→ **To do**
All of the data is to be set down again without any alteration.

====================

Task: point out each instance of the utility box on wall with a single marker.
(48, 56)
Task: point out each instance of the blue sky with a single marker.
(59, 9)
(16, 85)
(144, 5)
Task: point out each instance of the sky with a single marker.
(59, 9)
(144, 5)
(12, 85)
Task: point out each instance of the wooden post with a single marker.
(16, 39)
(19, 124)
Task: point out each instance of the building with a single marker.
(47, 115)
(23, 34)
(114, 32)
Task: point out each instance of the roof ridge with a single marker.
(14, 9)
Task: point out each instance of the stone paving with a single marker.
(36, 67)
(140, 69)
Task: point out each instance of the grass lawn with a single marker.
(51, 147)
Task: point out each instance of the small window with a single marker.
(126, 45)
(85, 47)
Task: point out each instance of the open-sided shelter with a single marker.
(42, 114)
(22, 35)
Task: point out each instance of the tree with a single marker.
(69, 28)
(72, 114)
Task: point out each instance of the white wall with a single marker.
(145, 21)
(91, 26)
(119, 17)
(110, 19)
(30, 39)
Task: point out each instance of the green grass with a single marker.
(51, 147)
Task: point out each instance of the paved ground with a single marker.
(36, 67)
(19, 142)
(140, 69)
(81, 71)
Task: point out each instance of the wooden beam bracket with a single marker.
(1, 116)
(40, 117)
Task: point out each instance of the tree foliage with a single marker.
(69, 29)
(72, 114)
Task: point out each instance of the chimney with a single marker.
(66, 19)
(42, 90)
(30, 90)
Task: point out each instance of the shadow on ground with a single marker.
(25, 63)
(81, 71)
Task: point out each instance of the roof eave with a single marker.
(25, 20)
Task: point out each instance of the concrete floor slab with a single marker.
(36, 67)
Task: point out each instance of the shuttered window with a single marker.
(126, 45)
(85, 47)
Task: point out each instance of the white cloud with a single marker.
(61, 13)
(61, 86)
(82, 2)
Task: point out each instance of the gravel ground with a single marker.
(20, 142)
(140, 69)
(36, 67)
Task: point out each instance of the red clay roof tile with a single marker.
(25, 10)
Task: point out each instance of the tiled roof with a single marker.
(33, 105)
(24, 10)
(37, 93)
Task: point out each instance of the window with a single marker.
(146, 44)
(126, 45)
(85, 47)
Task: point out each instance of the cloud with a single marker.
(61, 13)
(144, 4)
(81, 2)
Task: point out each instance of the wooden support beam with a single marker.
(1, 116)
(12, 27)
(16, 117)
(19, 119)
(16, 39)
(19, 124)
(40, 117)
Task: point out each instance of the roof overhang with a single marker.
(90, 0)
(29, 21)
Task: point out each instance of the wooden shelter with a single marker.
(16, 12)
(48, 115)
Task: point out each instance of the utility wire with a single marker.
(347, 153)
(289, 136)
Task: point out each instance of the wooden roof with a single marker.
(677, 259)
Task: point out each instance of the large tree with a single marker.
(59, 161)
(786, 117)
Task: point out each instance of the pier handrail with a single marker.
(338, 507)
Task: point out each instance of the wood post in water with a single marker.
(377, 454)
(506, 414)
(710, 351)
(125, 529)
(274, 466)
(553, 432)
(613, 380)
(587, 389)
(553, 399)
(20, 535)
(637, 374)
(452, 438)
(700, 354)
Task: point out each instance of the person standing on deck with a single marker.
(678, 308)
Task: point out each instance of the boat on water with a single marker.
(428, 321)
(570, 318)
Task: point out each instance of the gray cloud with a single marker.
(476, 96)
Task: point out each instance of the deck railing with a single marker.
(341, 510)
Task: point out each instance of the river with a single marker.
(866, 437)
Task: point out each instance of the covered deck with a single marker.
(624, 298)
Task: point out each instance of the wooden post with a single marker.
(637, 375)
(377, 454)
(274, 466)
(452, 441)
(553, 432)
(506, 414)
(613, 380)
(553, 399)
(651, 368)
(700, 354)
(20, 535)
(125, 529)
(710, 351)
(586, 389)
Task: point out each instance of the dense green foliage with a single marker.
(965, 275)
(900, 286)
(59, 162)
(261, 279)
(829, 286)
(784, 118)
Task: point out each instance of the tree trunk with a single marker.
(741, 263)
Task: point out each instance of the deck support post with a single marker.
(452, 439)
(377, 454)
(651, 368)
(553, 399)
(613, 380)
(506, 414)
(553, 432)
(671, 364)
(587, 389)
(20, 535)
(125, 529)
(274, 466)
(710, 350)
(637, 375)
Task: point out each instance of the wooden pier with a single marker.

====================

→ **Answer to this task**
Task: point out each instance of the utility box on wall with a single marker.
(48, 56)
Task: point out each instance of the blue sky with a single marker.
(59, 9)
(16, 85)
(144, 5)
Task: point out each instance of the sky with a single marker.
(59, 9)
(144, 5)
(12, 85)
Task: point out each instance of the wooden post with a single marker.
(16, 39)
(19, 124)
Task: point out each instance of the building with a single marker.
(47, 115)
(23, 34)
(114, 32)
Task: point out each instance of the roof ridge with a single marker.
(14, 9)
Task: point out each instance of the stone paving with a single marker.
(36, 67)
(140, 69)
Task: point out each instance of the grass lawn with a single marker.
(51, 147)
Task: point out each instance of the small window with a single marker.
(126, 45)
(85, 47)
Task: point out each instance of the open-sided shelter with a single marker.
(42, 114)
(22, 35)
Task: point out each instance of the tree with a single marker.
(69, 28)
(72, 114)
Task: point out each instance of the white wall with a single marker.
(145, 21)
(91, 26)
(119, 17)
(110, 19)
(30, 39)
Task: point out each instance of the green grass with a single marker.
(51, 147)
Task: point out each instance of the paved ground with a single marker.
(36, 67)
(19, 142)
(140, 69)
(81, 71)
Task: point out each instance of the wooden beam bracket with a single marker.
(1, 116)
(40, 117)
Task: point out each instance of the tree foliage with a single marker.
(69, 29)
(72, 114)
Task: point out each instance of the chimney with a single marker.
(66, 19)
(42, 90)
(30, 90)
Task: point out each instance of the shadow on ground with a single marker.
(25, 63)
(81, 71)
Task: point out each instance of the roof eave with a single marker.
(25, 20)
Task: point out each instance of the concrete floor slab with a single marker.
(36, 67)
Task: point out each instance of the shuttered window with a single marker.
(126, 45)
(85, 47)
Task: point out each instance of the white cloud with a single marker.
(61, 13)
(61, 86)
(82, 2)
Task: point out each instance of the gravel ground with a single marker.
(20, 142)
(140, 69)
(36, 67)
Task: point out each instance of the red clay roof tile with a single marker.
(25, 10)
Task: point out each instance of the tiled roof with a single marker.
(33, 105)
(24, 10)
(37, 93)
Task: point out each instance of the window with a single marker.
(146, 44)
(126, 45)
(85, 47)
Task: point out each instance of the cloud with a single marker.
(61, 13)
(144, 4)
(81, 2)
Task: point out each instance of the wooden support beam with a single marker.
(1, 116)
(12, 27)
(16, 117)
(19, 119)
(16, 39)
(19, 124)
(40, 117)
Task: point out each instance of the roof overhang with a single marker.
(90, 0)
(29, 21)
Task: point out each instance of the wooden shelter with a single marker.
(16, 12)
(48, 115)
Task: point out each instance of the utility wire with a single marker.
(347, 153)
(289, 136)
Task: point out each instance of the wooden roof with a single marker.
(677, 259)
Task: point out each instance of the large tree with a single marker.
(59, 161)
(786, 117)
Task: point out each instance of the pier handrail with a single marker.
(338, 507)
Task: point out each instance of the wood post in water with a single marker.
(377, 454)
(506, 414)
(710, 351)
(125, 529)
(274, 466)
(553, 432)
(613, 380)
(587, 389)
(553, 399)
(20, 535)
(637, 374)
(452, 438)
(700, 354)
Task: point out each instance of the person standing on deck with a single marker.
(678, 308)
Task: point out each instance of the boat on water with a single marker.
(428, 321)
(570, 318)
Task: point out each instance of the gray cloud with a single marker.
(476, 96)
Task: point out each instance of the deck railing with a single marker.
(341, 510)
Task: point out each instance of the river with a single marker.
(866, 437)
Task: point out each instance of the covered deck with a single marker.
(624, 298)
Task: point out each instance of the wooden post with a single marker.
(637, 375)
(377, 454)
(274, 466)
(452, 441)
(553, 432)
(506, 414)
(613, 380)
(553, 399)
(651, 368)
(700, 354)
(20, 535)
(125, 529)
(710, 351)
(586, 389)
Task: point out each instance of the dense green foliage with a single marker.
(965, 275)
(900, 286)
(59, 162)
(261, 279)
(829, 286)
(784, 118)
Task: point out each instance of the tree trunk with a single marker.
(741, 263)
Task: point out each instance of the deck support post with a single marker.
(452, 439)
(377, 454)
(651, 368)
(553, 399)
(613, 380)
(506, 414)
(553, 432)
(671, 364)
(587, 389)
(20, 535)
(125, 529)
(274, 466)
(710, 350)
(637, 375)
Task: point out each instance of the wooden pier with a single marker.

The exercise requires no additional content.